◆ **Page text**
====================

I have a 21252 forney that runs on rollers but only moves 3 to 4 inches on track. I find nothing binds and I can run the engine up side down touching leads to the wheels or the pads. why will it not run on the track?


----------



## stevedenver (Jan 6, 2008)

i have 3 german and 3 Chinese forneys.
some possibly relevant observations, relevant or not, to slow or not running

first, it is a subtle thing, but, on particularly the Chinese made versions, which are lighter and di run more efficiently or faster, the pick up plungers on the bunker truck may have tiny lips, which keep the brush from hitting the wheel. the wheel is so close to the plunger that one must look carefully to determine if there is actually contact. fix this with a few strokes of a fien jewelrs file all around the inside of the brush cylinder-I am able to do this without removing the brush , as there is enough play to get the file to work even with the brush in place.

ditto the drivers brush and plunger cylinders sometimes.

====================

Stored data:
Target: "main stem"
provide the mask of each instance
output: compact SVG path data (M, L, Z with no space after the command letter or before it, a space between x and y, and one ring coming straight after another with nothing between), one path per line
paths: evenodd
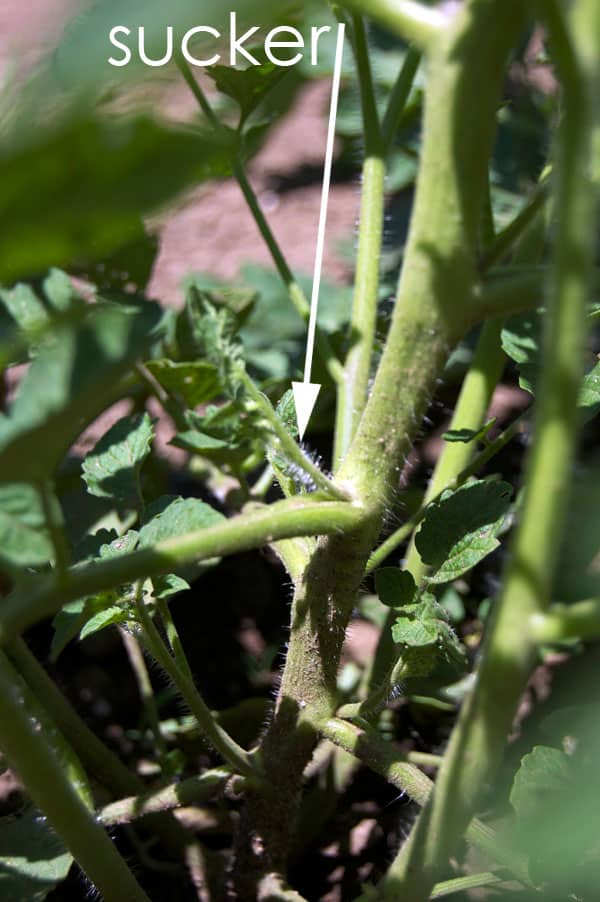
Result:
M475 691L461 711L432 802L384 883L389 899L399 894L428 898L494 777L533 666L536 643L531 625L548 605L562 535L578 434L585 310L594 255L590 176L600 75L593 39L588 44L589 73L580 68L571 41L574 37L575 46L584 46L598 34L600 9L596 0L578 4L581 19L572 34L558 4L548 2L544 9L563 78L565 113L558 147L554 283L523 512Z
M371 397L338 476L363 515L345 534L320 539L296 580L287 660L261 748L272 792L248 793L237 834L241 898L264 898L268 875L285 870L302 774L319 725L337 705L342 643L369 552L436 378L473 318L487 159L521 7L520 0L468 3L431 51L422 168L398 298Z

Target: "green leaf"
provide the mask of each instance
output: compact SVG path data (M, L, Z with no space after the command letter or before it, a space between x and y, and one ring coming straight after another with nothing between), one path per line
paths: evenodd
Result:
M33 808L0 818L2 902L41 902L65 879L72 863L72 855Z
M418 595L412 573L398 567L382 567L377 571L375 591L379 600L389 608L403 608L414 604Z
M88 560L107 560L135 550L139 539L139 534L135 530L130 529L124 536L117 536L106 542L111 535L112 533L103 529L94 536L87 536L86 541L82 543L85 557ZM121 589L110 589L97 595L78 598L64 605L52 621L54 633L50 659L56 661L68 643L81 633L88 621L110 608L116 608L117 602L124 603L119 610L126 611L126 604L132 593L132 587L127 585Z
M211 66L207 74L219 91L231 97L241 112L240 127L254 112L268 91L286 74L286 70L274 65L265 57L264 50L249 48L249 52L260 61L259 66L249 65L246 69L231 66Z
M160 503L159 499L155 505L160 505ZM148 513L152 513L150 507ZM140 529L140 547L156 545L157 542L165 539L185 535L185 533L194 532L197 529L216 526L224 520L223 514L197 498L168 499L164 509L152 516Z
M434 645L438 639L438 630L433 620L398 617L392 626L392 637L399 645L419 648L422 645Z
M221 394L216 366L205 360L173 363L168 359L149 360L147 369L170 394L179 395L188 407L206 404Z
M415 544L433 570L430 583L447 583L471 570L499 542L496 538L510 508L506 482L471 482L433 502Z
M152 340L160 308L103 305L78 328L57 329L29 367L8 416L0 417L0 481L50 476L77 436L115 397L115 387Z
M98 611L97 614L90 617L82 627L79 638L86 639L88 636L100 632L100 630L105 629L107 626L112 626L114 623L125 623L125 621L129 619L129 612L124 608L117 607L116 605L105 608L103 611Z
M545 745L537 745L525 755L510 791L517 816L529 819L539 815L548 794L570 782L571 765L568 755Z
M575 474L554 577L561 602L600 596L600 469Z
M39 492L24 483L0 485L0 562L39 567L53 553Z
M140 471L150 454L154 427L147 413L118 420L83 462L88 492L137 507L142 502Z
M502 329L502 348L519 370L519 385L535 393L541 357L542 317L537 311L511 316Z
M582 420L587 423L600 412L600 363L583 377L579 393Z
M224 138L149 118L87 118L0 147L0 281L102 261L142 214L227 171Z
M167 573L166 576L156 576L152 579L155 598L170 598L179 592L186 592L190 584L175 573Z

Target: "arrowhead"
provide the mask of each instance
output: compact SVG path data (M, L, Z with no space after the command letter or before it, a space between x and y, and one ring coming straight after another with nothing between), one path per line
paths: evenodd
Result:
M294 403L296 404L296 420L300 441L304 438L310 415L313 412L321 386L314 382L292 382Z

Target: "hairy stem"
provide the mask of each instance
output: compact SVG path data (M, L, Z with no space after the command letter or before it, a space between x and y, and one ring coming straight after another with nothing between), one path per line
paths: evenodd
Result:
M260 548L278 539L353 529L364 519L357 505L313 501L310 496L249 510L223 524L158 542L152 548L71 567L62 581L40 576L19 586L0 606L0 645L51 617L68 601L171 573L185 564Z
M194 78L194 75L187 62L180 58L178 59L178 65L180 72L186 81L186 84L196 98L202 112L205 114L214 128L221 129L221 123L219 122L213 108L208 102L204 91ZM282 282L287 288L287 292L292 304L294 305L296 311L302 317L302 319L305 320L305 322L308 322L308 317L310 315L310 304L308 302L308 298L300 287L298 280L293 275L291 267L287 262L285 255L275 235L273 234L269 223L267 222L267 218L261 209L256 193L252 185L250 184L246 169L244 168L244 164L240 157L237 157L233 162L233 175L238 185L240 186L242 194L244 195L244 199L248 205L248 209L250 210L256 226L269 250L269 253L271 254L275 268L279 273ZM331 376L331 379L334 382L339 382L343 376L343 367L334 354L329 339L318 327L315 333L315 348L321 360L323 361L327 372Z
M591 170L600 57L590 36L600 29L600 8L595 0L578 4L581 18L572 34L557 3L544 4L544 12L563 79L565 112L558 146L554 283L521 522L475 689L462 708L432 802L384 884L389 898L396 898L398 892L408 898L427 897L493 779L534 662L531 623L548 604L562 534L578 433L577 400L594 253ZM592 63L588 62L585 73L571 42L577 46L590 40Z
M149 814L202 804L223 789L230 779L230 770L215 768L198 777L172 783L155 792L140 793L105 805L98 812L98 820L106 827L113 827L117 824L130 824Z
M147 902L147 896L96 823L61 762L30 715L27 690L0 654L0 747L17 770L34 803L47 816L80 867L106 902Z
M338 388L334 468L338 468L344 459L367 403L377 323L379 261L383 239L385 189L383 140L375 104L365 24L360 16L353 16L352 21L365 136L365 160L362 171L354 302L350 319L350 350L344 366L344 378Z

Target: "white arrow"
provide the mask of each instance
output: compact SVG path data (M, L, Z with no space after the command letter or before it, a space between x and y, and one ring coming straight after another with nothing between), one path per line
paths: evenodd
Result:
M325 248L325 228L327 226L327 207L329 204L329 189L331 187L331 169L333 166L333 149L335 143L335 123L337 119L338 100L340 96L340 81L342 77L342 60L344 56L344 36L346 26L338 25L337 44L335 48L335 64L333 68L333 84L331 88L331 108L329 111L329 128L327 131L327 147L325 149L325 166L323 169L323 191L321 193L321 212L319 215L319 231L317 234L317 251L315 254L315 270L313 275L313 288L310 299L310 317L308 320L308 339L306 342L306 357L304 360L304 379L302 382L292 382L294 402L296 404L296 419L300 441L304 437L310 415L313 412L317 396L321 386L310 381L312 370L312 358L315 348L315 331L317 328L317 308L319 306L319 292L321 289L321 271L323 269L323 251Z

====================

◆ **Aim of the task**
Reproduce word for word the passage of the forum thread about the Forney locomotive above, from "## stevedenver (Jan" up to and including "brush in place.".

◆ **Written response**
## stevedenver (Jan 6, 2008)

i have 3 german and 3 Chinese forneys.
some possibly relevant observations, relevant or not, to slow or not running

first, it is a subtle thing, but, on particularly the Chinese made versions, which are lighter and di run more efficiently or faster, the pick up plungers on the bunker truck may have tiny lips, which keep the brush from hitting the wheel. the wheel is so close to the plunger that one must look carefully to determine if there is actually contact. fix this with a few strokes of a fien jewelrs file all around the inside of the brush cylinder-I am able to do this without removing the brush , as there is enough play to get the file to work even with the brush in place.